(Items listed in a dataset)
BEGIN

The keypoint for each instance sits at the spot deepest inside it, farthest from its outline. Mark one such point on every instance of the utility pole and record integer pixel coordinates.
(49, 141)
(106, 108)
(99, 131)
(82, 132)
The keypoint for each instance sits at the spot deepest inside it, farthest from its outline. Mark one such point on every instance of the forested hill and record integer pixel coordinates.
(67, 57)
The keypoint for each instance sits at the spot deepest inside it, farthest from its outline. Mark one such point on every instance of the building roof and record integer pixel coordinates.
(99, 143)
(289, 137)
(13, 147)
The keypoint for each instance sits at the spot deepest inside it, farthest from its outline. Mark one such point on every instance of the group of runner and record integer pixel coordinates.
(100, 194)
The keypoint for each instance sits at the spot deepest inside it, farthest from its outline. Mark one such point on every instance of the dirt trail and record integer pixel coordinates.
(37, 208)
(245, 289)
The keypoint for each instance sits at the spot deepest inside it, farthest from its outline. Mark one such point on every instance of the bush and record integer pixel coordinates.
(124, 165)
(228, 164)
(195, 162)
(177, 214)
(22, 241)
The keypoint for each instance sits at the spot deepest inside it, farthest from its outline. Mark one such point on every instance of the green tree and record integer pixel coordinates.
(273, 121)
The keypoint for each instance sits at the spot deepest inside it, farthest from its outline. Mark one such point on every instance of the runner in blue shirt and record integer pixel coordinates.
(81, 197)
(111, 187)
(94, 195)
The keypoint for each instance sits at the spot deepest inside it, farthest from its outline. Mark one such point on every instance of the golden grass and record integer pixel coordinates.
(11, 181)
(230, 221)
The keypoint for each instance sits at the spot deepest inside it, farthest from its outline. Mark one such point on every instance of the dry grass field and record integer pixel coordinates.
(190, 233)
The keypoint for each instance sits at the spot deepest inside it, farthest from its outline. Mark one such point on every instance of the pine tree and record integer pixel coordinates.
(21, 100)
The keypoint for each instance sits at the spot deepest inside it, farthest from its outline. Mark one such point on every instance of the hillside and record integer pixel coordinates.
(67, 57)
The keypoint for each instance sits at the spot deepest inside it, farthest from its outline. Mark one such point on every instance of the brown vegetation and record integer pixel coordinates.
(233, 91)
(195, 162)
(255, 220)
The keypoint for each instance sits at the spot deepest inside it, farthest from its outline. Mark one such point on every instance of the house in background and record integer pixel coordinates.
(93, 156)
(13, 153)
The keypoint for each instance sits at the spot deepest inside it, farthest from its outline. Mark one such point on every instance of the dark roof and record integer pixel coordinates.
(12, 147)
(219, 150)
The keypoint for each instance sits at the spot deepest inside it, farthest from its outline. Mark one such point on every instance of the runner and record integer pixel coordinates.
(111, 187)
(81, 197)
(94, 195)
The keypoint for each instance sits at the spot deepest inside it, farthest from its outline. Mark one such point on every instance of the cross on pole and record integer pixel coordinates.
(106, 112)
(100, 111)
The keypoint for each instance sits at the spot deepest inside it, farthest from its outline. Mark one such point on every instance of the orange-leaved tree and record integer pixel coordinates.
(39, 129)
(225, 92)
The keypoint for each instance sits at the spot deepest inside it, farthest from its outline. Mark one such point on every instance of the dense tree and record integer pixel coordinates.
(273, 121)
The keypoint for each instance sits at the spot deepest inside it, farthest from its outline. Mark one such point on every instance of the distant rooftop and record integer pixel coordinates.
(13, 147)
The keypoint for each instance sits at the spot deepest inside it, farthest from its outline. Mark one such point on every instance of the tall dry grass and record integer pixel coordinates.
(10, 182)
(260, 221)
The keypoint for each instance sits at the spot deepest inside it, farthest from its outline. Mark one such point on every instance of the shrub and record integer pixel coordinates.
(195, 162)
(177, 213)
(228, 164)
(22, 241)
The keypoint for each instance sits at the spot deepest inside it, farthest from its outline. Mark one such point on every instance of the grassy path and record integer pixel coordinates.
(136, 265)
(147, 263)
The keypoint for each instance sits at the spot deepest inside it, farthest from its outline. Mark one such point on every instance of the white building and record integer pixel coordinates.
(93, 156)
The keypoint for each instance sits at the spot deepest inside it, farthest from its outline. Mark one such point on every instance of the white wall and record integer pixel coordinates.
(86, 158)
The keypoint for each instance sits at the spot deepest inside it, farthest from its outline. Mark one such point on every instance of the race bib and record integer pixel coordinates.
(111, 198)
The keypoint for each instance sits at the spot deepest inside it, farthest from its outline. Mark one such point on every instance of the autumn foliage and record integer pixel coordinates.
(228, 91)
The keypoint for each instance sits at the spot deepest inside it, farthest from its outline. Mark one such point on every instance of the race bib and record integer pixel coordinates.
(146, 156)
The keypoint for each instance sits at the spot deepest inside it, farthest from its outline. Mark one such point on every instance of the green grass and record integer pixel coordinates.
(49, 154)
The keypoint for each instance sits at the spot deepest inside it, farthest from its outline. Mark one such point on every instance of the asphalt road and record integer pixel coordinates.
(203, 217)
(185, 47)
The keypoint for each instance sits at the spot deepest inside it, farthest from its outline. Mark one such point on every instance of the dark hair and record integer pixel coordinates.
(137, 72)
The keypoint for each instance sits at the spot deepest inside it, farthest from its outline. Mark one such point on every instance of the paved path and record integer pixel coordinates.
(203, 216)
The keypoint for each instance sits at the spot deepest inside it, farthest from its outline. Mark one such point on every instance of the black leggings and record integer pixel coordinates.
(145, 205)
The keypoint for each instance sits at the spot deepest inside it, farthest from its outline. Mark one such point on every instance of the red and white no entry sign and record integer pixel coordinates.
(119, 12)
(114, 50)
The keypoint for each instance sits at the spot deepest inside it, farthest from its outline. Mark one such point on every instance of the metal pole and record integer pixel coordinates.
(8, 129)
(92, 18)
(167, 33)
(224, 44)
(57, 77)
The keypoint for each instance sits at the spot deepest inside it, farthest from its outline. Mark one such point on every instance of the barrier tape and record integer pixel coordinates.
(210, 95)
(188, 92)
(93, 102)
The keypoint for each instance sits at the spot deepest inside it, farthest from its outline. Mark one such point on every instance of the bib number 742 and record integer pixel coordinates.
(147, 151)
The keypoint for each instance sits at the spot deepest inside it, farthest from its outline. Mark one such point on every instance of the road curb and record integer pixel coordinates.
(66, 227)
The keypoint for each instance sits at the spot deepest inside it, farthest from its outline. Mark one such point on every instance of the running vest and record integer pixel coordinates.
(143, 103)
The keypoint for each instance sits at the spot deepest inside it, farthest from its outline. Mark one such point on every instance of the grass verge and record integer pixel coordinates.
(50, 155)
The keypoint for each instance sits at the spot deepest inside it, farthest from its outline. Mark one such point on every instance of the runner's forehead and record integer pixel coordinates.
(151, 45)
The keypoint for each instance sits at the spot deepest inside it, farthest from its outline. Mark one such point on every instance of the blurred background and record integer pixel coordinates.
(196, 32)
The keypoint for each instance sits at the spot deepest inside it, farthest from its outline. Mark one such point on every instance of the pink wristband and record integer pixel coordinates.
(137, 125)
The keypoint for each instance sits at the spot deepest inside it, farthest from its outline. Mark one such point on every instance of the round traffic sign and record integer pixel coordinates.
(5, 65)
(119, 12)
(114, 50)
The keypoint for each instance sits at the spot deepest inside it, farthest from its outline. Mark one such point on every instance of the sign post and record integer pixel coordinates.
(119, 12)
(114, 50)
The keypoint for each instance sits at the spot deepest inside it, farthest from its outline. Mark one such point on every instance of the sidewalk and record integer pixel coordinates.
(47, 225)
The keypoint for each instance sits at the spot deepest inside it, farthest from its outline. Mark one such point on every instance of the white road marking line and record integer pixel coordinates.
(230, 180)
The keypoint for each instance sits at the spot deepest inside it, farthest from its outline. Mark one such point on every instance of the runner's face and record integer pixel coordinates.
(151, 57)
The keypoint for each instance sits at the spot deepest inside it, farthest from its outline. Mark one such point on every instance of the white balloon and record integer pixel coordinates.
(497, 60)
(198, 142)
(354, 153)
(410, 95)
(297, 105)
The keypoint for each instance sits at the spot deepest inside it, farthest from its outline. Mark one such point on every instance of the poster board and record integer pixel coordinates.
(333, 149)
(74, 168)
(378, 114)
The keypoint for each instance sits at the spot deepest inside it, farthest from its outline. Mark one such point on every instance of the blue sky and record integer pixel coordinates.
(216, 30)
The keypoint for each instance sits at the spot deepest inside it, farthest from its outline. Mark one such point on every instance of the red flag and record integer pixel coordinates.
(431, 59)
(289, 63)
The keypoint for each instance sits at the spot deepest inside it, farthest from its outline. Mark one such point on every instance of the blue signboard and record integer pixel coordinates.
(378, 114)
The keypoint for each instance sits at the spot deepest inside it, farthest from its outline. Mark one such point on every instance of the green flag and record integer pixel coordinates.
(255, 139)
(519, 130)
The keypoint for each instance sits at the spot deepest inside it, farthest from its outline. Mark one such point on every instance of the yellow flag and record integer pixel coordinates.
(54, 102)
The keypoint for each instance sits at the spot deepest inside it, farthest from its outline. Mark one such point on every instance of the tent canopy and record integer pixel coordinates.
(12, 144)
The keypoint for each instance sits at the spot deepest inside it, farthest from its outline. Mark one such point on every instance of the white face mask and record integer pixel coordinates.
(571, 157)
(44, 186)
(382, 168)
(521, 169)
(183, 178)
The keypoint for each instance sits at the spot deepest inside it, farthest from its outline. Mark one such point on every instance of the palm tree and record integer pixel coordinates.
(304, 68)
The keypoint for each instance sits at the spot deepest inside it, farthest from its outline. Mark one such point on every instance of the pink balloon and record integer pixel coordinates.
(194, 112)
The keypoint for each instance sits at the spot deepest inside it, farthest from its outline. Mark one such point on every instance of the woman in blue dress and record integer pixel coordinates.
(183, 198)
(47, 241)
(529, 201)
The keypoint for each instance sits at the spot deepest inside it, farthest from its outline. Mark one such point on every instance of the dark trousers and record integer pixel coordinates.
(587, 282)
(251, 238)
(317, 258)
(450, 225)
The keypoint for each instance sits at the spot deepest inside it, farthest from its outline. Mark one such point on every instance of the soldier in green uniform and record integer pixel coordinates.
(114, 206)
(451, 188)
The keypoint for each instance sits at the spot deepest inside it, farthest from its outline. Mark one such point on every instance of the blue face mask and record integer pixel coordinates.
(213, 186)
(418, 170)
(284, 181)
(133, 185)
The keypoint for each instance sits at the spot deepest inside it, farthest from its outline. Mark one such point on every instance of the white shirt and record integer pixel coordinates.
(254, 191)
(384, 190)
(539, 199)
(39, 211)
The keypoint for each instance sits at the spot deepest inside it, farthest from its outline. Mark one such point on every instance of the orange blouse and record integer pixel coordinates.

END

Your assignment: Using the records above, output exactly the lines from the one containing "white face mask and record integer pixel coordinates." through the last line, and no others.

Output for this exercise:
The keypoint for each instance sits at the spot deepest inside it, farthest from its outline. Mark one such point on every instance of the white face mask and record integer pixel coordinates.
(571, 157)
(44, 186)
(382, 168)
(521, 169)
(183, 178)
The keypoint for each instance sits at the spot deepest inside it, farthest from its outline. Mark one such point on every instance of the palm tree and record integer pixel coordinates.
(304, 68)
The keypoint for each instance sits at the spot deepest inside it, farthest from its outline. Mark one such point on every instance of the pink balloon and record integer pixel coordinates.
(194, 112)
The keypoint for each instance sits at the spot deepest inside it, farthest from its outline. Mark one such point on every instance of the woman in blue dress and record integer pixel coordinates.
(183, 198)
(47, 241)
(529, 201)
The keypoint for each instance sits at the spot deepest inside it, farthest from its outline. Mark one such point on every instance of the dark trousers and record integer pixel coordinates.
(587, 282)
(251, 238)
(317, 258)
(450, 225)
The keypoint for each instance sits at the spot deepest inside it, farthest from its outline. Mark one such point on every instance of the soldier in green uniform and record integer pixel coordinates.
(114, 206)
(451, 188)
The keypoint for each instance sits at the spot deepest inside it, farthest from its outline. Mark one such point on every instance of the blue face mask and record integer pixel coordinates.
(213, 186)
(418, 170)
(284, 181)
(133, 185)
The keypoint for each instance sits at the spot deepest inside it, farthest from its outline. Mark one such point on every instance of the white shirt and record integer pixel coordinates.
(254, 191)
(384, 190)
(539, 199)
(39, 211)
The keypoint for each instance sits at the spot deepest inside it, farthest from its outline. Mark one such point on every instance of the orange blouse and record integer pixel coordinates.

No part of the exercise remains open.